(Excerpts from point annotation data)
** begin **

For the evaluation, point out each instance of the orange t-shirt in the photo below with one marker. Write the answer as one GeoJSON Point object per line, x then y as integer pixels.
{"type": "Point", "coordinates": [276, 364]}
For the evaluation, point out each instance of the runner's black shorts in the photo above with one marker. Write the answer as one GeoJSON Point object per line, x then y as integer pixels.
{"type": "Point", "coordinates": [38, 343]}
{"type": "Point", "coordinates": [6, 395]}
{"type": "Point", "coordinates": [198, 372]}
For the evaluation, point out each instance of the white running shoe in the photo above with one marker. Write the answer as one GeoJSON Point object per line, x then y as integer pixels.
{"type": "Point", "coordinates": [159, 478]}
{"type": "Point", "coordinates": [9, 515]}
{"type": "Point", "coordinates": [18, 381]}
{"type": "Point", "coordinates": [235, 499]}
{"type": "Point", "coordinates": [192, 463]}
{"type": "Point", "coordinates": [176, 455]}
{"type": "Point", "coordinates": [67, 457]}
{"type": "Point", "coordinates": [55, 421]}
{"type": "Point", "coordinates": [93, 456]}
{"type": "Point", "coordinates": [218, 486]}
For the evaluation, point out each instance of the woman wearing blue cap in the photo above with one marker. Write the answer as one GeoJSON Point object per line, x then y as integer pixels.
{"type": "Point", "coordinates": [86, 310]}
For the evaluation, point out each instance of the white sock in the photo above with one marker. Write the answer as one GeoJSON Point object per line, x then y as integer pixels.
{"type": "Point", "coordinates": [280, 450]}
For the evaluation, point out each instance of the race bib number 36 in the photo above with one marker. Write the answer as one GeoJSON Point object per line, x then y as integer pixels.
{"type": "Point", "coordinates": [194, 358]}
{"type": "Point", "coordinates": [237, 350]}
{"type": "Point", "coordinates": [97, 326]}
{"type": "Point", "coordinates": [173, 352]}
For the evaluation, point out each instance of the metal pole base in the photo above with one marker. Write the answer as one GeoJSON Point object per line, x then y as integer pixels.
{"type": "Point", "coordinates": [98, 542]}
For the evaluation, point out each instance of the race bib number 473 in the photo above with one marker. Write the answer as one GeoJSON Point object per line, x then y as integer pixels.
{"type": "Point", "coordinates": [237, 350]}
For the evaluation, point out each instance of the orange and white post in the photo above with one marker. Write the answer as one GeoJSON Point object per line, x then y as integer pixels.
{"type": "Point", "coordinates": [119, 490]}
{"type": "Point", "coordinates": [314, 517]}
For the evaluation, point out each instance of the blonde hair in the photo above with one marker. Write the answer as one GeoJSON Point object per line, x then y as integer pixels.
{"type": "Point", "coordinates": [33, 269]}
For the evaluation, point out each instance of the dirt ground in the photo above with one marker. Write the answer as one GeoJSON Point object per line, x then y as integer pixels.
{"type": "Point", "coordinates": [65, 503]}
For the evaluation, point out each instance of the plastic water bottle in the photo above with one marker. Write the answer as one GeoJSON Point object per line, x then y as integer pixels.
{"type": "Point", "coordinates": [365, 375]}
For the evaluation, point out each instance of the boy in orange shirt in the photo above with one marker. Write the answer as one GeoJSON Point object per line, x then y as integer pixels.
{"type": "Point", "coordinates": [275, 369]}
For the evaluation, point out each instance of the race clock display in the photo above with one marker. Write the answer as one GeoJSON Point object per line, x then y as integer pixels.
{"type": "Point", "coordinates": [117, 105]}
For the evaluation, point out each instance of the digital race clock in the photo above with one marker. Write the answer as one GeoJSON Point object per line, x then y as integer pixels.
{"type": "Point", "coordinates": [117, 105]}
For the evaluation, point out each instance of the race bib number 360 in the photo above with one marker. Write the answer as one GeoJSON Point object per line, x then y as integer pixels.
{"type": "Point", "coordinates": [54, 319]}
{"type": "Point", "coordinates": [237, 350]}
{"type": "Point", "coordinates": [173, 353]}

** end **
** begin **

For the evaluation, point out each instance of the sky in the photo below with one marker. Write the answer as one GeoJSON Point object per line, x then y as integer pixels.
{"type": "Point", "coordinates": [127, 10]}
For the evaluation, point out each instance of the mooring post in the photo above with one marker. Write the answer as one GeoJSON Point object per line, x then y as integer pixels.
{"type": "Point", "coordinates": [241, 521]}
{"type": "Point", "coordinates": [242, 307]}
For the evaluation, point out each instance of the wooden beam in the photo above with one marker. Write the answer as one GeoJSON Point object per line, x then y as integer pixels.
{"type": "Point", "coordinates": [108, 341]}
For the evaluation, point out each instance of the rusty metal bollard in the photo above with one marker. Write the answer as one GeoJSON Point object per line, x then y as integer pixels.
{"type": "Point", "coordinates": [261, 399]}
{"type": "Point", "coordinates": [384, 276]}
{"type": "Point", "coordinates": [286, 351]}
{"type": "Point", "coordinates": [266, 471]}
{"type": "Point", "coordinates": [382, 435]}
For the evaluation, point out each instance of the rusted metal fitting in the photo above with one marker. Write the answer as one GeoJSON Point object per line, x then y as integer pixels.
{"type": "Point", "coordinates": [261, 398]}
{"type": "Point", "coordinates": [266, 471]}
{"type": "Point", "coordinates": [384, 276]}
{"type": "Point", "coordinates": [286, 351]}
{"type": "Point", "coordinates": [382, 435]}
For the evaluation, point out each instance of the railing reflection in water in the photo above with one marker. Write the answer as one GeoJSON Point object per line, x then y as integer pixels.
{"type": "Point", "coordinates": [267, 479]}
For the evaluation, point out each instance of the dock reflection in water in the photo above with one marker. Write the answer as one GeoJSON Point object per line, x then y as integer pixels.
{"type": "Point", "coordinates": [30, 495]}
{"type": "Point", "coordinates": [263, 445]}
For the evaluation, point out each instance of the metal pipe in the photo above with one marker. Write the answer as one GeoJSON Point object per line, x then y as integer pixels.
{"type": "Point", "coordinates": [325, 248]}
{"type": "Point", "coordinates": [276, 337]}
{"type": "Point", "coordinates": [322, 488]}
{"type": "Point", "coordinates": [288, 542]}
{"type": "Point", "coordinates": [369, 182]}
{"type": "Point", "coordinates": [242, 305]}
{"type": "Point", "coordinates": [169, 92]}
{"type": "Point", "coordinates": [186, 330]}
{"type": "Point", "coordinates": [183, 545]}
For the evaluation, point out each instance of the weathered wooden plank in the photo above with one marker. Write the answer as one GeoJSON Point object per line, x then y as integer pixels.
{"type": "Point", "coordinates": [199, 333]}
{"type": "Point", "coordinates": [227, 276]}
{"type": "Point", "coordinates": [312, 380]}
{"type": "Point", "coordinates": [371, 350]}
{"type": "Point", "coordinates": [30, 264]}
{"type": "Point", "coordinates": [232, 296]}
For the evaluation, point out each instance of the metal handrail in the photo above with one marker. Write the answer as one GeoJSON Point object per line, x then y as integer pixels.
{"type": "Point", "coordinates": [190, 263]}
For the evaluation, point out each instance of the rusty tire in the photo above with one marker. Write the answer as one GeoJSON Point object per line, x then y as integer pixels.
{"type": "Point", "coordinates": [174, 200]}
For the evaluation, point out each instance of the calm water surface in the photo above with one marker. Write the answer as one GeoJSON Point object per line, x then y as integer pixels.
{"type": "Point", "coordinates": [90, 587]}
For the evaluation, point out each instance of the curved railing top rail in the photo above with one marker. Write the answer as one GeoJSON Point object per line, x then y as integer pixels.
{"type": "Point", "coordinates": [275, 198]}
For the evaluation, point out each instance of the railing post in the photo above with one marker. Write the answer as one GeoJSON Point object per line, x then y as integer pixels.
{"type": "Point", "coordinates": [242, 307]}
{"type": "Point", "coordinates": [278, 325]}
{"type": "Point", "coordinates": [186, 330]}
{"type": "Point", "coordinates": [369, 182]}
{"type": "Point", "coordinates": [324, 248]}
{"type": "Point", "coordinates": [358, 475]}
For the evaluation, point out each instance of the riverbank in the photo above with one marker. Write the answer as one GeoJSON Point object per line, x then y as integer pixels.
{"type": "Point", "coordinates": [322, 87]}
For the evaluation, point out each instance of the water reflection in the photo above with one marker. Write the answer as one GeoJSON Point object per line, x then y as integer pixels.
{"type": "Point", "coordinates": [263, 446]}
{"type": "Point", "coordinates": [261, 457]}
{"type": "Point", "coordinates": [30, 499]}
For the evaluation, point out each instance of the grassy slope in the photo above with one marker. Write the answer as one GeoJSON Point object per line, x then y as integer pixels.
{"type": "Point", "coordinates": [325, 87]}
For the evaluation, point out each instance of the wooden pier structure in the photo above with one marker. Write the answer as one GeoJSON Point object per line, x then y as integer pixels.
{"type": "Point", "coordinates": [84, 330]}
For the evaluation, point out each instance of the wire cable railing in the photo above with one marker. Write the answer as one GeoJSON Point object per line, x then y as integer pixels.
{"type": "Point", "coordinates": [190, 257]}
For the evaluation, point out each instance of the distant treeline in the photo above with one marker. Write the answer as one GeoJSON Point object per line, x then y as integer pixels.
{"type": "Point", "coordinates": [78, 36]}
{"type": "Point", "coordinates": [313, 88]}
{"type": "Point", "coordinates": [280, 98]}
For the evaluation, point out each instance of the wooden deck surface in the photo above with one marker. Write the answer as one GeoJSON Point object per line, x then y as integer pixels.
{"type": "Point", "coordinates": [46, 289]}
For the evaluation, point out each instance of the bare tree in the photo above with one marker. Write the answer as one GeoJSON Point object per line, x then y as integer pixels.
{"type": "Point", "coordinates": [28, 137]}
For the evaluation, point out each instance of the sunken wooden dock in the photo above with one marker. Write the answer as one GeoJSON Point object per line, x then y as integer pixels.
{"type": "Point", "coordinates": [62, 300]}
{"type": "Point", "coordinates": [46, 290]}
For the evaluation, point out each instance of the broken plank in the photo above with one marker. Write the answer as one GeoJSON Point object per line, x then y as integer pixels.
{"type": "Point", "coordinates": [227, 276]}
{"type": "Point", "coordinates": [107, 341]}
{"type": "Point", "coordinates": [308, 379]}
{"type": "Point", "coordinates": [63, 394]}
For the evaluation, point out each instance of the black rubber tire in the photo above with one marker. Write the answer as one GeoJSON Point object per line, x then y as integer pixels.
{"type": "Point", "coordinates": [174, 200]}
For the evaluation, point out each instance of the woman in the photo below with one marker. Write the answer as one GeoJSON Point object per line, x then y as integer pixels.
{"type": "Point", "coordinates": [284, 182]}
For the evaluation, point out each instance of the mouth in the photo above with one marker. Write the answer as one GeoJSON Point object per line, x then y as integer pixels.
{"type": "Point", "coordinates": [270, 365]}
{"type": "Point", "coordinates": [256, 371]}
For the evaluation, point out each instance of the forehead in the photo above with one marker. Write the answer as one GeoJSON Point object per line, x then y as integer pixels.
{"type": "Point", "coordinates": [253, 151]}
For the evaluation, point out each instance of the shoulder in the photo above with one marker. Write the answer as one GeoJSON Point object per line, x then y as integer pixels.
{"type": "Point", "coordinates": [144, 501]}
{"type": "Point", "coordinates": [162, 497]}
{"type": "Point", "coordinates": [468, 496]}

** end **

Task prompt >>
Extract every line of the rows above that contains the word "tire", matching case exactly.

Result of this task >>
For the evaluation, point out each instance of the rusty tire in the photo above with one marker. Write the answer as one GeoJSON Point object per line, x then y as integer pixels.
For the evaluation, point out each instance of the black rubber tire in the photo above with one marker. Write the answer as one GeoJSON Point object per line, x then y as integer pixels.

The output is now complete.